WRITTEN PROBLEM: Pick out each line of the listing below that contains the word "handwriting" and copy those lines. Case counts when matching.

— Begin INPUT MATERIAL —

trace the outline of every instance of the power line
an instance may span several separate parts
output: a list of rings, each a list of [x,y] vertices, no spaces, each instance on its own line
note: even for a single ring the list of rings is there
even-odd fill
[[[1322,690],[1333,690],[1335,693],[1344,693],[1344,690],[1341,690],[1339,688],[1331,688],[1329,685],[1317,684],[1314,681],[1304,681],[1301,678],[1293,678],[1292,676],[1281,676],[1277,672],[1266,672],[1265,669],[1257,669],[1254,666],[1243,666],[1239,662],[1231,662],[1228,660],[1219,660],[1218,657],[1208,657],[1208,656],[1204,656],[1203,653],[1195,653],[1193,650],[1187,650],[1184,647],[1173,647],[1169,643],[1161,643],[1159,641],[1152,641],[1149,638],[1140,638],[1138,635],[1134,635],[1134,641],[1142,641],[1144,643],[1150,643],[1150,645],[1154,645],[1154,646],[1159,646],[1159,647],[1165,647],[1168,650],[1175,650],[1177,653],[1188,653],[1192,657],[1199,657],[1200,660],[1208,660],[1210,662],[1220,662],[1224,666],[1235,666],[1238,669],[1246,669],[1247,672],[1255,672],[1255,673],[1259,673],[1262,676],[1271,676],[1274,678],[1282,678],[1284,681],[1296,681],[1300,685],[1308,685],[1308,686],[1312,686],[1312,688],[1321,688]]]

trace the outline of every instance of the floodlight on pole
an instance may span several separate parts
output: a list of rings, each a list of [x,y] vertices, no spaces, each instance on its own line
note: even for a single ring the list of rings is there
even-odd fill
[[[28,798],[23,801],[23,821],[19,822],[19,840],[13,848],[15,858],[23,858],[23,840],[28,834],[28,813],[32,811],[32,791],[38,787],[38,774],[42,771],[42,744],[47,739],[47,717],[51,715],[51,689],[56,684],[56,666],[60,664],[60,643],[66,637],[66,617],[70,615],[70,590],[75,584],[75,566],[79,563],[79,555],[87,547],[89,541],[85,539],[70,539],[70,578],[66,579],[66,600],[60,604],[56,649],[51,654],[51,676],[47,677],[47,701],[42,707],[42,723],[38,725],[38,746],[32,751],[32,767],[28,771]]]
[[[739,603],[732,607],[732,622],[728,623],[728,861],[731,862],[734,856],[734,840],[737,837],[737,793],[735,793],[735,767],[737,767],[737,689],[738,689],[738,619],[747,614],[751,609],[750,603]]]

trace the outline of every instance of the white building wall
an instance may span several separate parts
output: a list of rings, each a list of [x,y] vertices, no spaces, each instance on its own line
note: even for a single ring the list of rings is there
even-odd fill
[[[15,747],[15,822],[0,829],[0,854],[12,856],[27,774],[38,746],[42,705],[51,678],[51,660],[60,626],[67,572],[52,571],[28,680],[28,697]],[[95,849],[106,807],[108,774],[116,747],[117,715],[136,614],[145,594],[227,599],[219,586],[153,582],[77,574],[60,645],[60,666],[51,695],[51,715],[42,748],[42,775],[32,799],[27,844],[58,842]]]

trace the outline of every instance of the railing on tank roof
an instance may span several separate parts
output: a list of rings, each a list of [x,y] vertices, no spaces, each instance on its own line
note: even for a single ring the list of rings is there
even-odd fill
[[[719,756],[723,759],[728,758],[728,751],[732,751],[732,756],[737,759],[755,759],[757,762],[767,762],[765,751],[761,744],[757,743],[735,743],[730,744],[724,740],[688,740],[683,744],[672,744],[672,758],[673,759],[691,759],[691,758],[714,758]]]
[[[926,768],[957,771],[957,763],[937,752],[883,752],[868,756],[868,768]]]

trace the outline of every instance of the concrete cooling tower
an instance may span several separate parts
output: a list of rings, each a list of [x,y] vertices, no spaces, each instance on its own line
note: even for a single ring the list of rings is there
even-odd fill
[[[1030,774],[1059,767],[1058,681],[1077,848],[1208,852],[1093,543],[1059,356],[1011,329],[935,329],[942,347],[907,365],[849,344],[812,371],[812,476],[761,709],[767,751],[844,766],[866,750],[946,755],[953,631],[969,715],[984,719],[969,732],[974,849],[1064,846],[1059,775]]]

— End INPUT MATERIAL —
— Begin INPUT MATERIAL —

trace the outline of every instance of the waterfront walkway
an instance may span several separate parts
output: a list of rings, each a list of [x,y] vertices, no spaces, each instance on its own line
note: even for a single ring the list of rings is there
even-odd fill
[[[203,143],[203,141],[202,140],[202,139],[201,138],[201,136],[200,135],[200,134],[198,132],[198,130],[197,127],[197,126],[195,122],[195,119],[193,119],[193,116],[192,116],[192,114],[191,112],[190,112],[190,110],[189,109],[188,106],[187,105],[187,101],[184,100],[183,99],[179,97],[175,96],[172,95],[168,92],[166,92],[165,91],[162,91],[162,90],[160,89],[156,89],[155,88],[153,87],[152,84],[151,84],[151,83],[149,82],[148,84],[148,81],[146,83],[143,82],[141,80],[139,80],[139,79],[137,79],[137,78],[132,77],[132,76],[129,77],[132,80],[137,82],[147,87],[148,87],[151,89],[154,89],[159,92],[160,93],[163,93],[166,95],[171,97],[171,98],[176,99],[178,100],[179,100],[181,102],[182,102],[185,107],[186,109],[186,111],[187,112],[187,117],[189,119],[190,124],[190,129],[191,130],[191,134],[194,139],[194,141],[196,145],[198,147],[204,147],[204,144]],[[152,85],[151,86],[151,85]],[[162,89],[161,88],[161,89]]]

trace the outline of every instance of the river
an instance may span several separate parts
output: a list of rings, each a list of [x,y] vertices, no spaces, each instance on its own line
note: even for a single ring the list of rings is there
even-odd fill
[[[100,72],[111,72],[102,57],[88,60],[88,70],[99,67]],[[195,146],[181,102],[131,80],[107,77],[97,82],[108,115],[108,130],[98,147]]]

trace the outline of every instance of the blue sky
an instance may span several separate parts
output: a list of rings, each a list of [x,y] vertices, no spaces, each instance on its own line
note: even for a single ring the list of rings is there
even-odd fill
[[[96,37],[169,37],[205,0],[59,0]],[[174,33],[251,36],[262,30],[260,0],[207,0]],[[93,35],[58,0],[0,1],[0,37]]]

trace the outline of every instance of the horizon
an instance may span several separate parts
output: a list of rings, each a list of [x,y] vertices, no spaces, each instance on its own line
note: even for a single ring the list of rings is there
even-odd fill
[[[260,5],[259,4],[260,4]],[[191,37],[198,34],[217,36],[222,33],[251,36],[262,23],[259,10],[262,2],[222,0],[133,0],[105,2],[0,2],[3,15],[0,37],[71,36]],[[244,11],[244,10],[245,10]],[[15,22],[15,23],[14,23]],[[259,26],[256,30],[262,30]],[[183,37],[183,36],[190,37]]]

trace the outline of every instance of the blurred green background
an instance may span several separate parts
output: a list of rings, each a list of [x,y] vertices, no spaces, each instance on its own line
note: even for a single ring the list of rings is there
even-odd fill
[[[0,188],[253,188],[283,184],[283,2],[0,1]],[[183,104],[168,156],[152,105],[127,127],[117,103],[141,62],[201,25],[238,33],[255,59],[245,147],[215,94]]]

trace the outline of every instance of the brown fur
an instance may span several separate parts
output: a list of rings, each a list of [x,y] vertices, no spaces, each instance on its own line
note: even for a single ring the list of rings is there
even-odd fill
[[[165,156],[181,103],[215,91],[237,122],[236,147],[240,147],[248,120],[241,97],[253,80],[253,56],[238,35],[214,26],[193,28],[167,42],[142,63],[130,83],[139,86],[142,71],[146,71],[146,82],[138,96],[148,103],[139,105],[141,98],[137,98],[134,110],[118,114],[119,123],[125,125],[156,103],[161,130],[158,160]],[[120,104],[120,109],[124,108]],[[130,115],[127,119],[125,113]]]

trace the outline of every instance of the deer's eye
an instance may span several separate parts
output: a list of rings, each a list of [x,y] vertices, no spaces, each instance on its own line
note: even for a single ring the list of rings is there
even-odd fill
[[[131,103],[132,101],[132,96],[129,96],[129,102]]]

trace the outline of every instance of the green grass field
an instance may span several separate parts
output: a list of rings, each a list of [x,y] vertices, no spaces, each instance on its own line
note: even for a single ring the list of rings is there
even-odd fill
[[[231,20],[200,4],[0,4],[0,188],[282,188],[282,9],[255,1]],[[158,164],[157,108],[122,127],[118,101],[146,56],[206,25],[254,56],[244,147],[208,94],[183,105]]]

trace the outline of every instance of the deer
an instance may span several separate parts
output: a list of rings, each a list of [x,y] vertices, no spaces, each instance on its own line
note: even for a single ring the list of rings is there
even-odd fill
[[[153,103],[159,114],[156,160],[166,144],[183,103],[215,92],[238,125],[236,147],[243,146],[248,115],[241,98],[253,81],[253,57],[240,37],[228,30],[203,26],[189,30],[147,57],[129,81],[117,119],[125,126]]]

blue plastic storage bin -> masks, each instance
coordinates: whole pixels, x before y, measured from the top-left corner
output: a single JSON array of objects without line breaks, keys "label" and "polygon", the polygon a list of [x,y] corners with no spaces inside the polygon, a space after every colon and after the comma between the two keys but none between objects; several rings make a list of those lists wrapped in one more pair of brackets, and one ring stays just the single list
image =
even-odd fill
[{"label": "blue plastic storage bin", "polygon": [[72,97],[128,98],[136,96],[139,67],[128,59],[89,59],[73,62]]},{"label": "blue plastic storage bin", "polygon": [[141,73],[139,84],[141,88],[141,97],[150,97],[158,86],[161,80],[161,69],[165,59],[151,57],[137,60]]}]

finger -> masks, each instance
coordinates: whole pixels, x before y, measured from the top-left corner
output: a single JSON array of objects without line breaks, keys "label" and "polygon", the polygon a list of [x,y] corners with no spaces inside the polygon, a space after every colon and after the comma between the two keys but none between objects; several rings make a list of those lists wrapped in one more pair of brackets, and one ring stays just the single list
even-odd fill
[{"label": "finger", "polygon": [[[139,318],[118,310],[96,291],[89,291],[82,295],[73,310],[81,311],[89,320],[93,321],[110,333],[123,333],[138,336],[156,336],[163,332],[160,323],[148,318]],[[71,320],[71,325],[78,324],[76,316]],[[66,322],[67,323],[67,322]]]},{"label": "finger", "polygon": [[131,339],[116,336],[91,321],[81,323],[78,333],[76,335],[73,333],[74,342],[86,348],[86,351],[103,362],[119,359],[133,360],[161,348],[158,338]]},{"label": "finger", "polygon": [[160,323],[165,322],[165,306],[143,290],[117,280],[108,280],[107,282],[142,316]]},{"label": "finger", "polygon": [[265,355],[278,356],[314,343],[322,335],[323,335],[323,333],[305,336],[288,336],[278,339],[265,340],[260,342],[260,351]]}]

— End INPUT MATERIAL —
— Begin INPUT MATERIAL —

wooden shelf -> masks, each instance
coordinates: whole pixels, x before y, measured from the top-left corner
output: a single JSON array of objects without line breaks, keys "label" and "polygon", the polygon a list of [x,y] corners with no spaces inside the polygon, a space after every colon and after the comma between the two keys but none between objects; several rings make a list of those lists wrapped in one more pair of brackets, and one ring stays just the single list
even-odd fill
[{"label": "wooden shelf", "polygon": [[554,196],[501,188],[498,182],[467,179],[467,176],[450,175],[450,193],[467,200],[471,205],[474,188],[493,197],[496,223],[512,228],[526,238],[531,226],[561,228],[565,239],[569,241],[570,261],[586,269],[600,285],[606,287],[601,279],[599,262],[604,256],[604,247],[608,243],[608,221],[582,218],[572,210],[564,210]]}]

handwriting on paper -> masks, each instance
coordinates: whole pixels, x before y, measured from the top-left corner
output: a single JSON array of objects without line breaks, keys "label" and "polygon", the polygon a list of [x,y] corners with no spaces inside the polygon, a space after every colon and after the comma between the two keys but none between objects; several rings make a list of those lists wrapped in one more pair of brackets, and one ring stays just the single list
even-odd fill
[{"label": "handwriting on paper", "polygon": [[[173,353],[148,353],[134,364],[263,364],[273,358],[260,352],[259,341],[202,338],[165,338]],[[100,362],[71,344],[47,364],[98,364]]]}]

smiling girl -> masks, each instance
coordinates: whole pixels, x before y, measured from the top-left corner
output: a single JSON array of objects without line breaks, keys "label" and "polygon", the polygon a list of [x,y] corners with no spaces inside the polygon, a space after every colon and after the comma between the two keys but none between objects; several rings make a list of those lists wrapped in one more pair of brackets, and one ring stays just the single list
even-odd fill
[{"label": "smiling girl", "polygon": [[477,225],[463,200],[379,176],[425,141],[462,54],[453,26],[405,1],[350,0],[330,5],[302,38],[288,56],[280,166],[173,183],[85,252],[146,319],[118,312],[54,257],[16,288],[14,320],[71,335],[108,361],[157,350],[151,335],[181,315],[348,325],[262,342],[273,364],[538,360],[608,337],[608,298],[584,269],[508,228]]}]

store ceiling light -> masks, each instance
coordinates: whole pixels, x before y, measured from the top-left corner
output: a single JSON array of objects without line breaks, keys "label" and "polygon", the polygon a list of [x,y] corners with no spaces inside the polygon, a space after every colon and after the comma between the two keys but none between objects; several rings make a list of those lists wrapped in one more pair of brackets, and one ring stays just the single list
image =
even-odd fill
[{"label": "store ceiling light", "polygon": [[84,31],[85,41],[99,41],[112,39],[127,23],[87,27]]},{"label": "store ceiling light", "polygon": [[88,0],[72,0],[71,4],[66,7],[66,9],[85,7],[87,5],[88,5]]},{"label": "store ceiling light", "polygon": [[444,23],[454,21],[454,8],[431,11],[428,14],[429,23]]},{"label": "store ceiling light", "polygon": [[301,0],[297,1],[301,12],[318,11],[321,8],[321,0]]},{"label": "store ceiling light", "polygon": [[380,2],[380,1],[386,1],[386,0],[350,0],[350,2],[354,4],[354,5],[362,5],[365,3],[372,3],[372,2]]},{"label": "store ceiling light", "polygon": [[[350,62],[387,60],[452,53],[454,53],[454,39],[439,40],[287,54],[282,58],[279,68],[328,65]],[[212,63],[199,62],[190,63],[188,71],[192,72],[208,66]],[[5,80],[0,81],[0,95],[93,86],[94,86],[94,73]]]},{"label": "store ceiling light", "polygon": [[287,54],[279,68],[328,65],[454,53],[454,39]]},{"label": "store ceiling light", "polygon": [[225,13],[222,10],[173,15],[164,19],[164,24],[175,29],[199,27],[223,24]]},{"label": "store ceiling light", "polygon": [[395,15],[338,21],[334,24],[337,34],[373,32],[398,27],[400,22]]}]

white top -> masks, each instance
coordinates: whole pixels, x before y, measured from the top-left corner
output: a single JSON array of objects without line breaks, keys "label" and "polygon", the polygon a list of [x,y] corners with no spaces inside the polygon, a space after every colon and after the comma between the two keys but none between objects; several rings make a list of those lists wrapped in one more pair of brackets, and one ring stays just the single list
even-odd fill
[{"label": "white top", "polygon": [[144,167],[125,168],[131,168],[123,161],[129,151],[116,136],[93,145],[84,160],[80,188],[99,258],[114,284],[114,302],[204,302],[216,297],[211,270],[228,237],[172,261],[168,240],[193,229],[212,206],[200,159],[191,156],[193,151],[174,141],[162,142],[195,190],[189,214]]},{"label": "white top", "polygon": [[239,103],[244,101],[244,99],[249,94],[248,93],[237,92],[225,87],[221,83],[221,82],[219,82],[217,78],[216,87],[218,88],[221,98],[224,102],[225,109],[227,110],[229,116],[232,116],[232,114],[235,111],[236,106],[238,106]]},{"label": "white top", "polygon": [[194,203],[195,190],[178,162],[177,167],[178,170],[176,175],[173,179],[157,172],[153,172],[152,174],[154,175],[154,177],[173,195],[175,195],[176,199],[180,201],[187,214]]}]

— End INPUT MATERIAL —

WORKED ANSWER:
handwriting on paper -> masks, each instance
[{"label": "handwriting on paper", "polygon": [[[173,353],[148,353],[134,364],[263,364],[273,358],[260,352],[259,341],[202,338],[165,338]],[[100,362],[71,344],[47,364],[98,364]]]}]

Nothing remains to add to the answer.